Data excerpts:
......

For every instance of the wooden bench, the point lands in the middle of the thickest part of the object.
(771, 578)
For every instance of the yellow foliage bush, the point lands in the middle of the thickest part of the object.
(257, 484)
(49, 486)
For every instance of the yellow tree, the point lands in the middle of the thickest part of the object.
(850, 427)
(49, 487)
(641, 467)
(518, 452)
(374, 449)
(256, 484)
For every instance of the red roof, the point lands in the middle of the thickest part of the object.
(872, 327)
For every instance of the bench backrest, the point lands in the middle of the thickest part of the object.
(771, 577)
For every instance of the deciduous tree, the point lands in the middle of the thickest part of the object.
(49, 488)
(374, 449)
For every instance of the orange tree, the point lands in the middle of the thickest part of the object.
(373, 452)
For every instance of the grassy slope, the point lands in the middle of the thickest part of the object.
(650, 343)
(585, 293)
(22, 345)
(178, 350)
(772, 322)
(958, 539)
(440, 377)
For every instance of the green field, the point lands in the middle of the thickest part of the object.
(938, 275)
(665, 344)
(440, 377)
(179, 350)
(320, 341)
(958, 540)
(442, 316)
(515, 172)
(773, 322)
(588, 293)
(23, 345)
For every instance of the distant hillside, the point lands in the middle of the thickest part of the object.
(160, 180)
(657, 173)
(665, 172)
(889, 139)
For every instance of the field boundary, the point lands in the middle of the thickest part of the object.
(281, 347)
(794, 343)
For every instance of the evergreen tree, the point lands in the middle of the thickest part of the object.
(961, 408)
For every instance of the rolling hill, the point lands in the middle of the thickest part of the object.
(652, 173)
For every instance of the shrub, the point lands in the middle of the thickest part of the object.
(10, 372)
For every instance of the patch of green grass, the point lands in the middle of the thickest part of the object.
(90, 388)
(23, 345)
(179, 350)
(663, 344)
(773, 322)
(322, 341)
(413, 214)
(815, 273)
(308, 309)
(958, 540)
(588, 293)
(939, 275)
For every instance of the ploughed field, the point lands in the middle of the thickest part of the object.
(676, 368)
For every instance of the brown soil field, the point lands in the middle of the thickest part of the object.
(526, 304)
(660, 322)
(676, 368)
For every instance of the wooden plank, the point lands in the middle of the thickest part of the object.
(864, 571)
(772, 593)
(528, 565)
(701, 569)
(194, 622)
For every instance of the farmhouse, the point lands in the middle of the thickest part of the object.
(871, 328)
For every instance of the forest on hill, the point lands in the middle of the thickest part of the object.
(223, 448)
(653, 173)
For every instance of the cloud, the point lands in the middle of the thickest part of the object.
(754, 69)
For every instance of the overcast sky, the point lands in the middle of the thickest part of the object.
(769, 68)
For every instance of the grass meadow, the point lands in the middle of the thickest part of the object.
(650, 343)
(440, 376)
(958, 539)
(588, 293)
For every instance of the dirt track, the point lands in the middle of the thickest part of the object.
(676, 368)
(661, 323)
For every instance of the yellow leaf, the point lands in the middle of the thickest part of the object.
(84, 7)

......

Take the records above and return them exactly as written.

For every instance of the wooden bench, the point lands in the middle of the thickest part of the object.
(771, 578)
For every instance of the yellow foliage bush, the point lands in the middle of the thickest part of the object.
(257, 484)
(49, 486)
For every instance of the yellow tree, the point lands in the middle of the thickest part of the object.
(850, 427)
(49, 487)
(641, 467)
(518, 452)
(374, 449)
(256, 484)
For every instance of the red roof, the point lands in the middle of the thickest part of the object.
(872, 327)
For every instance of the bench backrest, the point lands in the middle of the thickest part of the object.
(771, 577)
For every instance of the deciduous tree, the point lands in the middle of the thickest part of the object.
(49, 488)
(374, 449)
For every instance of the orange tree, the point lands in the middle of the thickest part of the object.
(373, 452)
For every instance of the grassy slope, the point lands in the middle of the thickest part of the object.
(650, 343)
(585, 293)
(22, 345)
(178, 350)
(772, 322)
(958, 539)
(440, 377)
For every instance of the green field, the point lands in the middle of the thickest part of the object.
(938, 275)
(665, 344)
(440, 377)
(179, 350)
(320, 341)
(958, 540)
(442, 316)
(515, 172)
(773, 322)
(588, 293)
(23, 345)
For every instance of the distant hillside, the point lands in the middle of the thickest part of the object.
(160, 180)
(657, 173)
(665, 172)
(889, 139)
For every instance of the field boundary, the point lands in the middle of the thickest part of the object.
(281, 347)
(794, 343)
For every instance of the evergreen tree, the point lands in the middle of the thickest part of the object.
(961, 408)
For every instance of the rolling hill, the point lands in the middle of the thickest part of the object.
(652, 173)
For every instance of the shrub, the point lands in the middle of the thickest part of the object.
(10, 372)
For every instance of the patch of green grass, the point lands in the middle of the thickest part of the object.
(90, 388)
(23, 345)
(179, 350)
(663, 344)
(773, 322)
(322, 341)
(413, 214)
(815, 273)
(308, 309)
(958, 540)
(588, 293)
(939, 275)
For every instance of the ploughed field, the point lands in the middle of the thickest part of the object.
(676, 368)
For every instance of the brown soil field, the point lands in the middle of the thickest part of the object.
(526, 304)
(660, 322)
(676, 368)
For every instance of the wooden plank, the point lands in the middle of the thickest part of the object.
(864, 571)
(772, 593)
(528, 565)
(701, 569)
(194, 622)
For every instance of the farmhouse, the point lands in the middle of the thickest part of the object.
(871, 328)
For every instance of the forest on hill, the point lands in the middle of the thickest part of the object.
(223, 448)
(653, 173)
For every instance of the cloud, the point lands in the middle of the thickest part of the object.
(754, 69)
For every instance of the overcast sky, the point lands in the middle of the thickest part of the object.
(769, 68)
For every instance of the grass meadow, the point lands in the middle of the thickest part of the object.
(650, 343)
(440, 376)
(958, 539)
(588, 293)
For every instance of the dirt track, the point lands in the middle of the thickest part of the object.
(676, 368)
(661, 323)
For every instance of the yellow leaf, the point lands in the middle of the thickest part of the object.
(84, 7)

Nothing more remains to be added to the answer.